Like natural evolution, AI evolution could be because of the inherent mutations and modifications within and path dependent. Some of today's errors and omissions in the program code or data collection/partial analysis may result in effects with massive implications near- or long-term. One can imagine the examples in vaccine creations or tomorrow's potential brain control procedures easily. The path dependency is also created from the activities of today's relatively dumb machines - for instance, in the roles played by machines in the creations, modifications, re-creations and re-modifications of quantum theory and computers.
From the days of early Homo Sapiens to now, our ability to understand and manipulate our surround was improving. Now, it is on an irreversible reverse because of our own creations. In articles like this, we are clutching at straws in making the incomprehension comprehensible like the earliest faith-healers. Perhaps, one should not be so nihilistically fatalistic. Still, it isn't easy to see how humans retain their dominance over the next two millennia, if not the next two centuries or even decades. This article certainly does not show a way to this reader.

_EXTRACTED MATERIAL_.

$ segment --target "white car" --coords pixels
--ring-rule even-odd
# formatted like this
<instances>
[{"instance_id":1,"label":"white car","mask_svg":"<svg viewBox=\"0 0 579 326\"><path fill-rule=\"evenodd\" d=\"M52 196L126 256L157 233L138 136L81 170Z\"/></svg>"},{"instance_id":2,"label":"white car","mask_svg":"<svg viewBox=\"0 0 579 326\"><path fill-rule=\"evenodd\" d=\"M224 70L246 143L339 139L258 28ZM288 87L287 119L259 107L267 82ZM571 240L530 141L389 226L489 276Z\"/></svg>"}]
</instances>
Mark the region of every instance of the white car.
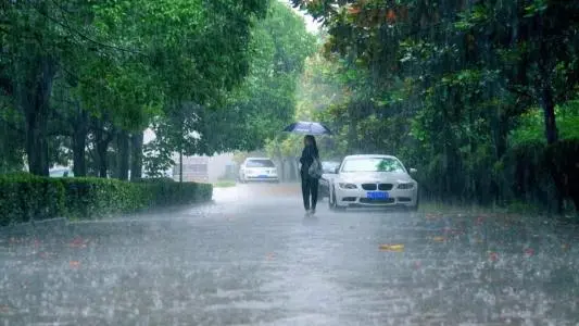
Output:
<instances>
[{"instance_id":1,"label":"white car","mask_svg":"<svg viewBox=\"0 0 579 326\"><path fill-rule=\"evenodd\" d=\"M336 173L329 185L328 202L332 210L363 206L418 209L418 183L394 156L345 156Z\"/></svg>"},{"instance_id":2,"label":"white car","mask_svg":"<svg viewBox=\"0 0 579 326\"><path fill-rule=\"evenodd\" d=\"M248 158L239 168L239 180L279 183L274 161L267 158Z\"/></svg>"}]
</instances>

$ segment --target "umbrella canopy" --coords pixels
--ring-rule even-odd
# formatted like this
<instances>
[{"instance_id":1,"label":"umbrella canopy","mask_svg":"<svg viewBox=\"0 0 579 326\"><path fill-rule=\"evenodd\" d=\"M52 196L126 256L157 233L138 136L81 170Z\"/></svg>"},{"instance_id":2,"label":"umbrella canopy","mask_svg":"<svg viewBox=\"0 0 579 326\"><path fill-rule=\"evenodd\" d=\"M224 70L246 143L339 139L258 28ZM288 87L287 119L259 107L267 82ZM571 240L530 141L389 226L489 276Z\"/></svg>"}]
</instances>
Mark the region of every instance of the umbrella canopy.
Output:
<instances>
[{"instance_id":1,"label":"umbrella canopy","mask_svg":"<svg viewBox=\"0 0 579 326\"><path fill-rule=\"evenodd\" d=\"M325 125L316 122L304 121L292 123L291 125L284 128L284 131L305 135L331 135L330 129Z\"/></svg>"}]
</instances>

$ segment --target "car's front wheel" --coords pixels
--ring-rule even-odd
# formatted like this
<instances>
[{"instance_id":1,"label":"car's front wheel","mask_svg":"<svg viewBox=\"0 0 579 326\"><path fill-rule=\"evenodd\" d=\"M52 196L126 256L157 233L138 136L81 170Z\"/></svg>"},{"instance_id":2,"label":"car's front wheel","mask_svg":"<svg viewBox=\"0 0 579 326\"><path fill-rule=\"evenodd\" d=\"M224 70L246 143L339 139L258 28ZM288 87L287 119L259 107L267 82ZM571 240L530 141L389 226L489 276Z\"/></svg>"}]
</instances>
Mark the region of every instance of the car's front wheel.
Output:
<instances>
[{"instance_id":1,"label":"car's front wheel","mask_svg":"<svg viewBox=\"0 0 579 326\"><path fill-rule=\"evenodd\" d=\"M336 189L331 189L329 191L329 196L328 196L328 206L330 209L330 211L344 211L345 208L342 208L342 206L339 206L338 205L338 200L336 199Z\"/></svg>"},{"instance_id":2,"label":"car's front wheel","mask_svg":"<svg viewBox=\"0 0 579 326\"><path fill-rule=\"evenodd\" d=\"M411 212L418 212L418 208L419 208L419 203L420 201L418 200L418 196L416 196L416 205L410 208Z\"/></svg>"}]
</instances>

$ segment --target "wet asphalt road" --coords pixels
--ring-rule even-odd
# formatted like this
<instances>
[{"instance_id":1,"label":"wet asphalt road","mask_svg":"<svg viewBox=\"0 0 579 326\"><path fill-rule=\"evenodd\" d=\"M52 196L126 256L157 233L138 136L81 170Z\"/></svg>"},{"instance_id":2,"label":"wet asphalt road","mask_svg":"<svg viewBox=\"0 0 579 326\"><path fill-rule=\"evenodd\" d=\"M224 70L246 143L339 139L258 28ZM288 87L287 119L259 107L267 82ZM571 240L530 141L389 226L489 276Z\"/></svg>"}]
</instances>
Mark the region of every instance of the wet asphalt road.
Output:
<instances>
[{"instance_id":1,"label":"wet asphalt road","mask_svg":"<svg viewBox=\"0 0 579 326\"><path fill-rule=\"evenodd\" d=\"M0 325L578 325L574 225L326 201L309 218L298 191L4 233Z\"/></svg>"}]
</instances>

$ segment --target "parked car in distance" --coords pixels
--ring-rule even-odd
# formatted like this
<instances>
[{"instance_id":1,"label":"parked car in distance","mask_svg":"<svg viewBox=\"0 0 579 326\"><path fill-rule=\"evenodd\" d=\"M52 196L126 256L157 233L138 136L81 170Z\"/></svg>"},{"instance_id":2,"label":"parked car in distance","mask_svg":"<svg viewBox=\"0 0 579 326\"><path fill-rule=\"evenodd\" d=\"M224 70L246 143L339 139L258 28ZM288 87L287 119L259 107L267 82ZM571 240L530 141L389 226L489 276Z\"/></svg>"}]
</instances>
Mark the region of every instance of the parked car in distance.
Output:
<instances>
[{"instance_id":1,"label":"parked car in distance","mask_svg":"<svg viewBox=\"0 0 579 326\"><path fill-rule=\"evenodd\" d=\"M340 162L338 161L323 161L322 170L324 174L319 178L318 195L319 199L329 197L329 181L336 176L338 168L340 167Z\"/></svg>"},{"instance_id":2,"label":"parked car in distance","mask_svg":"<svg viewBox=\"0 0 579 326\"><path fill-rule=\"evenodd\" d=\"M279 183L277 167L268 158L248 158L239 168L239 181Z\"/></svg>"},{"instance_id":3,"label":"parked car in distance","mask_svg":"<svg viewBox=\"0 0 579 326\"><path fill-rule=\"evenodd\" d=\"M329 180L329 206L332 210L363 206L417 210L418 183L410 173L395 156L347 156Z\"/></svg>"}]
</instances>

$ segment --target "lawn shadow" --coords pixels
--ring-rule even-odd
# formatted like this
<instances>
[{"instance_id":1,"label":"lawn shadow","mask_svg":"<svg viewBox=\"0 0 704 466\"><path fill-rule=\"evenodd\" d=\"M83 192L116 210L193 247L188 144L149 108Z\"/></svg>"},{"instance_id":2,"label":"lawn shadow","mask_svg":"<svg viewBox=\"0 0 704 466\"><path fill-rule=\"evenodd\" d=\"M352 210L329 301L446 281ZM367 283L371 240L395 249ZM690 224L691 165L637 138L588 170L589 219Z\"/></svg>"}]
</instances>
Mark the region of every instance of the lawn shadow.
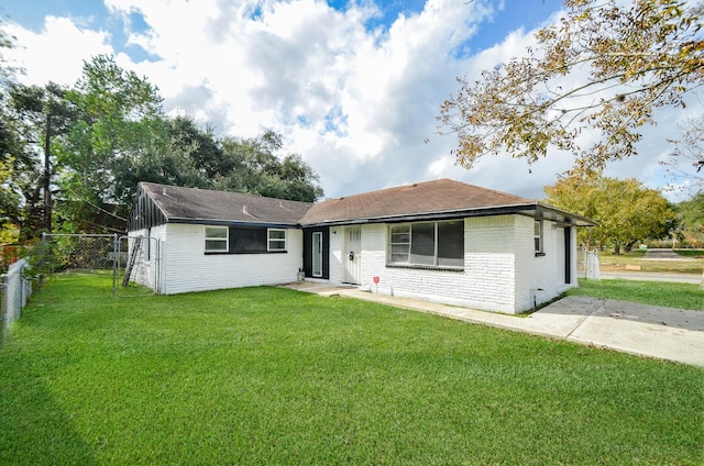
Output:
<instances>
[{"instance_id":1,"label":"lawn shadow","mask_svg":"<svg viewBox=\"0 0 704 466\"><path fill-rule=\"evenodd\" d=\"M75 429L70 413L56 402L42 376L29 369L33 363L35 359L13 355L12 365L22 369L13 370L13 378L8 373L3 376L0 464L97 465L91 445Z\"/></svg>"}]
</instances>

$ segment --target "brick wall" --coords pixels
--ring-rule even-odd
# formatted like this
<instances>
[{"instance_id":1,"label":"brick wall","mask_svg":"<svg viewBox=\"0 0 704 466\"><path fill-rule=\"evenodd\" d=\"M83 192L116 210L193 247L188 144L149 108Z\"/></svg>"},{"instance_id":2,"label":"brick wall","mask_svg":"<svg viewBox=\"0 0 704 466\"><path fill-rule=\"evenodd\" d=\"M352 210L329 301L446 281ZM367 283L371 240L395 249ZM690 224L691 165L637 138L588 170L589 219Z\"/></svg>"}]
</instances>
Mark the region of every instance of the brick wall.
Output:
<instances>
[{"instance_id":1,"label":"brick wall","mask_svg":"<svg viewBox=\"0 0 704 466\"><path fill-rule=\"evenodd\" d=\"M205 226L166 224L162 292L173 295L296 281L302 267L302 231L286 231L286 253L205 254Z\"/></svg>"}]
</instances>

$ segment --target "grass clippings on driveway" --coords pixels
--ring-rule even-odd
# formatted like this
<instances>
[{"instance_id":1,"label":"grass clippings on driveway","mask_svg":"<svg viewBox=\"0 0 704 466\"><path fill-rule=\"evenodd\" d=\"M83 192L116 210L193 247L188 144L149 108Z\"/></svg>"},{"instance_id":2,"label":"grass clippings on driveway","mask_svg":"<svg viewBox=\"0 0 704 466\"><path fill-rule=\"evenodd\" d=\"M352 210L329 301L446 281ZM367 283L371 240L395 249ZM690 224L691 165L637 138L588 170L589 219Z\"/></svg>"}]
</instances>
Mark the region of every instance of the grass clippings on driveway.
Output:
<instances>
[{"instance_id":1,"label":"grass clippings on driveway","mask_svg":"<svg viewBox=\"0 0 704 466\"><path fill-rule=\"evenodd\" d=\"M701 368L278 288L59 276L0 367L0 464L704 462Z\"/></svg>"}]
</instances>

_BRIEF 1_. Which two examples does the AI evolution comment say one can easily imagine?
_BRIEF 2_.
Does each statement agree with the AI evolution comment? Answer yes or no, quoting the words of the comment that decide it.
(a) Our ability to understand and manipulate our surroundings is still improving today.
(b) Today's relatively dumb machines also create path dependency.
(c) The writer finds it easy to see how humans keep their dominance over the next two millennia.
_BRIEF 3_. Pick up the AI evolution comment from its last sentence and carry it forward.
The listing comes from a different source than the AI evolution comment.

_EXERCISE RESULT 1_. Vaccine creations and tomorrow's potential brain control procedures.

_EXERCISE RESULT 2_.
(a) No: "Now, it is on an irreversible reverse because of our own creations."
(b) Yes: "The path dependency is also created from the activities of today's relatively dumb machines"
(c) No: "it isn't easy to see how humans retain their dominance over the next two millennia"

_EXERCISE RESULT 3_.
That said, we should try with all sincerity and earnestness like the author. Given that we are not switching off all machines for the sake of humans of all future, almost any alternate understanding or suggestions are likely to have the same chances of success. If a reader starts with this attitude and ignores the larger level of abstraction discussed above, there is some new material in the book, particularly for the researchers involved in the formulation of guidelines for today's machines. This reader has many issues with details, too, at every point, but most of them are tiny compared to the assumptions of time-immutable, comprehensibility at the root.
The alternate approach is to fight fire with fire. Suppose the researchers/controllers spend more time using competitive rather than regulatory forces while contemplating the machines overall (vying against each other on results) or processes within. In this scenario, the focus is on building a vast variety of new/competing machines with alternate goals of monitoring each other and controlling those showing human-perspective adversarial results. The same rivaling mechanism could be considered in processes and details, rather than designing the top-down, one-size rules that are so un-implementable in the world we live in, if not outright impractical in controlling the machines forever. The researchers' focus could be on how to create a more chaotic, competitive machine world. In that case, we might have far more benefits for far longer. Just a thought!
Provides a nice, comprehensive overview of AI safety. Recommended for people who want an introduction to some main ideas within the field. Concludes with a good overview of relevant disaster scenarios.